== BRIEF ==
Could you render every line of the items below as a JSON list of strings, one string per line, with blank lines left out?

■ ■ ■ ■ ■ ■ ■

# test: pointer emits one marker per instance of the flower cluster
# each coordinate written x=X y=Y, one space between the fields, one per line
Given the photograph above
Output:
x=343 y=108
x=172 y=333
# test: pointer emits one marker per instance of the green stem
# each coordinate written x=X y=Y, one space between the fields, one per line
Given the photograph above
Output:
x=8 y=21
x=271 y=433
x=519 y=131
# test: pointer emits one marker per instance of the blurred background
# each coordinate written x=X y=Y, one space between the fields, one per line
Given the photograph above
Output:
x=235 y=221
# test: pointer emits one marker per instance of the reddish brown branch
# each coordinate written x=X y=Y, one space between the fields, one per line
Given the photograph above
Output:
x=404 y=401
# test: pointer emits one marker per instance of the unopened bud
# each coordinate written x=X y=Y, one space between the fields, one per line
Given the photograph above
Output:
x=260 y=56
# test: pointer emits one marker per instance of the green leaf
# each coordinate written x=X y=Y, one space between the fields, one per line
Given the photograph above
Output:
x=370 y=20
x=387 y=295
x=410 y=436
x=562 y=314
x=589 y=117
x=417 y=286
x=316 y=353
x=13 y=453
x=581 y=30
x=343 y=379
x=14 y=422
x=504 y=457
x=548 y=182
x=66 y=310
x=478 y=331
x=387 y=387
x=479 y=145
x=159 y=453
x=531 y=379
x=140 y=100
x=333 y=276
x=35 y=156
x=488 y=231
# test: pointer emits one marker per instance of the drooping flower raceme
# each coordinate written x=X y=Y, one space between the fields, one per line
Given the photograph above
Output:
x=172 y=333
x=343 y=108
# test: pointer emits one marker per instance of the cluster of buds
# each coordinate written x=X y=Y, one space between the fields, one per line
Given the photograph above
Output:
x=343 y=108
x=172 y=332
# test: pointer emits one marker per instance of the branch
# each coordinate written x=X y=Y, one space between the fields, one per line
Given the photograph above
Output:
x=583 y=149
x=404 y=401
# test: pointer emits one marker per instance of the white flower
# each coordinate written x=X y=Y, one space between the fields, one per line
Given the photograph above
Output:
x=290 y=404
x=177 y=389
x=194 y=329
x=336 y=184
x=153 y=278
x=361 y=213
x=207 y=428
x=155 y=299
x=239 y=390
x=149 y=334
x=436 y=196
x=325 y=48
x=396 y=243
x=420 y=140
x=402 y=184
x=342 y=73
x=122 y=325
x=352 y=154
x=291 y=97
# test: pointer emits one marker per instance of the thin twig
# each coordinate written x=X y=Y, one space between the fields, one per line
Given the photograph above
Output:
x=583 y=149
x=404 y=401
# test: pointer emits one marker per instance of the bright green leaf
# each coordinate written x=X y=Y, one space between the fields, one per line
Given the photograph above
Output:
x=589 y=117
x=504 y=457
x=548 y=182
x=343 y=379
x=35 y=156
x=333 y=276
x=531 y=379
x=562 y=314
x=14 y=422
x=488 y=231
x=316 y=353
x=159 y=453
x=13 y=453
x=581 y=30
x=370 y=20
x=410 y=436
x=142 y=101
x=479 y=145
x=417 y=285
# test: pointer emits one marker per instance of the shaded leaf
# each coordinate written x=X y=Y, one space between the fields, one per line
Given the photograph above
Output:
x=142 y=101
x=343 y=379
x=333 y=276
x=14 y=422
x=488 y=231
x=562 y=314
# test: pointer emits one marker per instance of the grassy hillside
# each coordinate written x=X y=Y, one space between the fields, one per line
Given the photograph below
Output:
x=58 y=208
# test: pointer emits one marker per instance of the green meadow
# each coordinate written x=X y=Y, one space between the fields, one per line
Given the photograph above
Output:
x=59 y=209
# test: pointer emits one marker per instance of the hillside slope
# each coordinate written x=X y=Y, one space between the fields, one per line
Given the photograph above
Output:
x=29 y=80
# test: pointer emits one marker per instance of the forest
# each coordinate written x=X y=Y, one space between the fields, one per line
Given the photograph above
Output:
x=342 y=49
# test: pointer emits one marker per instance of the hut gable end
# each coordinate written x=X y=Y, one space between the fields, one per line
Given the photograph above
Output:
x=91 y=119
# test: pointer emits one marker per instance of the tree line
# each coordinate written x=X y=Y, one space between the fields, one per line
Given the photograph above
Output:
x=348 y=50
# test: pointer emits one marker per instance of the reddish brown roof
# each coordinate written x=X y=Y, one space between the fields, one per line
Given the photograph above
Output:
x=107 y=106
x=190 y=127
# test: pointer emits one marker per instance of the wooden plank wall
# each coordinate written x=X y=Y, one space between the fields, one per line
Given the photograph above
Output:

■ ■ ■ ■ ■ ■ ■

== COMPLETED EXERCISE ==
[
  "# test: pointer emits one marker per instance of the flower cluster",
  "# each coordinate written x=X y=Y, one space between the fields, one per line",
  "Given the photograph above",
  "Output:",
  "x=343 y=108",
  "x=172 y=333",
  "# test: pointer emits one marker per instance of the green stem",
  "# each coordinate written x=X y=Y, one space between the fields, one per line",
  "Given the photograph above",
  "Output:",
  "x=8 y=21",
  "x=271 y=433",
  "x=519 y=131",
  "# test: pointer emits one marker per instance of the blurred background",
  "# each coordinate written x=X y=Y, one space between the fields, one per line",
  "Given the photograph above",
  "Output:",
  "x=235 y=221",
  "# test: pointer emits one marker per instance of the reddish brown branch",
  "# each coordinate written x=X y=Y, one space between the fields, one per line",
  "Given the photograph above",
  "Output:",
  "x=404 y=401",
  "# test: pointer emits one marker per instance of the unopened bud",
  "# each coordinate written x=X y=Y, one space between the fields, one per line",
  "Given the photograph above",
  "Output:",
  "x=260 y=56",
  "# test: pointer emits one marker per instance of the green leaf",
  "# each coordinate written x=X y=Y, one space between the fields, one per line",
  "Given the photograph above",
  "Output:",
  "x=370 y=20",
  "x=387 y=295",
  "x=410 y=436",
  "x=562 y=314",
  "x=589 y=117",
  "x=417 y=286",
  "x=316 y=353",
  "x=13 y=453",
  "x=581 y=30",
  "x=343 y=379",
  "x=14 y=422",
  "x=504 y=457",
  "x=548 y=182",
  "x=66 y=310",
  "x=478 y=331",
  "x=387 y=387",
  "x=479 y=145",
  "x=159 y=453",
  "x=531 y=379",
  "x=140 y=100",
  "x=333 y=276",
  "x=35 y=156",
  "x=488 y=231",
  "# test: pointer emits one marker per instance of the drooping flower raceme",
  "# each coordinate written x=X y=Y, one space between the fields, one per line",
  "Given the photograph above",
  "Output:",
  "x=172 y=333",
  "x=343 y=108",
  "# test: pointer emits one marker per instance of the cluster of buds",
  "# each coordinate written x=X y=Y, one space between the fields, one per line",
  "Given the photograph above",
  "Output:",
  "x=343 y=108",
  "x=172 y=332",
  "# test: pointer emits one marker per instance of the branch",
  "# each coordinate written x=X y=Y, one space between the fields, one per line",
  "Given the photograph above",
  "Output:",
  "x=583 y=149",
  "x=404 y=401",
  "# test: pointer emits one marker per instance of the white flower",
  "# each coordinate written x=X y=Y, one space between the fields, one per line",
  "Given the photograph above",
  "Output:",
  "x=290 y=404",
  "x=177 y=389",
  "x=194 y=329",
  "x=336 y=184",
  "x=153 y=278",
  "x=361 y=213",
  "x=207 y=428",
  "x=155 y=299",
  "x=239 y=390",
  "x=149 y=334",
  "x=436 y=196",
  "x=325 y=48",
  "x=396 y=243",
  "x=420 y=140",
  "x=402 y=184",
  "x=342 y=73",
  "x=122 y=325",
  "x=352 y=154",
  "x=291 y=97",
  "# test: pointer emits one marker per instance of the thin twig",
  "# each coordinate written x=X y=Y, one space between the fields, one per line",
  "Given the photograph above",
  "Output:",
  "x=583 y=149",
  "x=404 y=401",
  "# test: pointer emits one marker per instance of the bright green leaf",
  "# each coordinate written x=X y=Y, one space between the fields, one per line",
  "Given the photograph above",
  "Output:",
  "x=589 y=117",
  "x=504 y=457",
  "x=548 y=182",
  "x=343 y=379",
  "x=35 y=156",
  "x=333 y=276",
  "x=531 y=379",
  "x=562 y=314",
  "x=14 y=422",
  "x=488 y=231",
  "x=316 y=353",
  "x=159 y=453",
  "x=13 y=453",
  "x=581 y=30",
  "x=370 y=20",
  "x=410 y=436",
  "x=142 y=101",
  "x=479 y=145",
  "x=417 y=285",
  "# test: pointer emits one marker per instance of the shaded leaf",
  "# each coordinate written x=X y=Y, one space between the fields, one per line",
  "Given the photograph above",
  "Output:",
  "x=142 y=101",
  "x=343 y=379",
  "x=333 y=276",
  "x=14 y=422",
  "x=488 y=231",
  "x=562 y=314",
  "# test: pointer emits one marker per instance of the grassy hillside",
  "# each coordinate written x=X y=Y, one space between the fields, one per line",
  "Given the photograph below",
  "Output:",
  "x=58 y=208",
  "# test: pointer emits one marker per instance of the green meadow",
  "# each coordinate written x=X y=Y, one space between the fields, one per line",
  "Given the photograph above",
  "Output:",
  "x=59 y=209",
  "# test: pointer emits one marker per instance of the hillside slope",
  "# each coordinate written x=X y=Y, one space between the fields, one per line",
  "Given the photograph above",
  "Output:",
  "x=29 y=80",
  "# test: pointer emits one marker per instance of the forest",
  "# each coordinate written x=X y=Y, one space between the fields, one per line",
  "Given the photograph above",
  "Output:",
  "x=342 y=49",
  "# test: pointer emits one marker per instance of the hut gable end",
  "# each coordinate written x=X y=Y, one space between the fields, one per line",
  "Given the photograph above",
  "Output:",
  "x=91 y=119",
  "# test: pointer emits one marker per instance of the tree line",
  "# each coordinate written x=X y=Y, one space between the fields, one per line",
  "Given the photograph above",
  "Output:",
  "x=348 y=50",
  "# test: pointer emits one marker per instance of the reddish brown roof",
  "# each coordinate written x=X y=Y, one space between the fields, one per line",
  "Given the photograph above",
  "Output:",
  "x=107 y=106",
  "x=190 y=127",
  "# test: pointer emits one marker per instance of the wooden plank wall",
  "# each coordinate written x=X y=Y, one space between the fields, one per line",
  "Given the photograph above",
  "Output:"
]